• **PASSAGE**:
────────
Preparation and characterization of poly(epsilon-caprolactone) polymer blends for the delivery of proteins.

A series of ternary blend matrices, based on high- and low-molecular-weight poly(epsilon-caprolactone) (PCL) and a poly(ethylene oxide)-poly(propylene oxide)-poly(ethylene oxide) block copolymer (Synperonic L61), has been developed for the delivery of proteins. The inclusion of Synperonic L61 served to enhance the water content of the matrix available for protein diffusion. Blends comprising high-molecular-weight PCL (PCLH) and Synperonic L61 alone were found by scanning electron microscopy to be incompatible over a wide composition range. The addition of a low-molecular-weight PCL (PCLL) enhanced compatibility of the polymeric components. Analysis of the dynamic mechanical and thermal properties of these blends showed a significant shift in the glass transition temperature of the material (-38 to -55 degrees C), as the weight fraction of Synperonic L61 increased to 30 wt%, indicative of limited miscibility of the components in the non-crystalline phase. All ternary blended matrices showed a higher degree of hydration relative to homogeneous PCLH. The maximum water content could be modified by adjusting the weight fraction of Synperonic L61 in the blend. The rate of release of a model protein, bovine serum albumin (BSA), from matrices containing Synperonic L61 was considerably higher than that from PCLH and PCLH/PCLL alone. Analysis of the release mechanisms of BSA from these matrices suggested that, whilst diffusion was the predominant mode of protein transport, the elution of Synperonic L61 from blended matrices during the dissolution caused a notable deviation from Fickian control.
────────
• **INSTRUCTIONS TO FOLLOW**: In the abstract on poly(epsilon-caprolactone) blends, what was the effect of adding low-molecular-weight PCL (PCLL)? The data that comes next is separate material and has no connection to the abstract.

• **DATASET SECTION**:
────────
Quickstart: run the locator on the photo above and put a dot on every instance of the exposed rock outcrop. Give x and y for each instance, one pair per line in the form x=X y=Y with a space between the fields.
────────
• **EXERCISE OUTPUT**: It enhanced the compatibility of the polymeric components.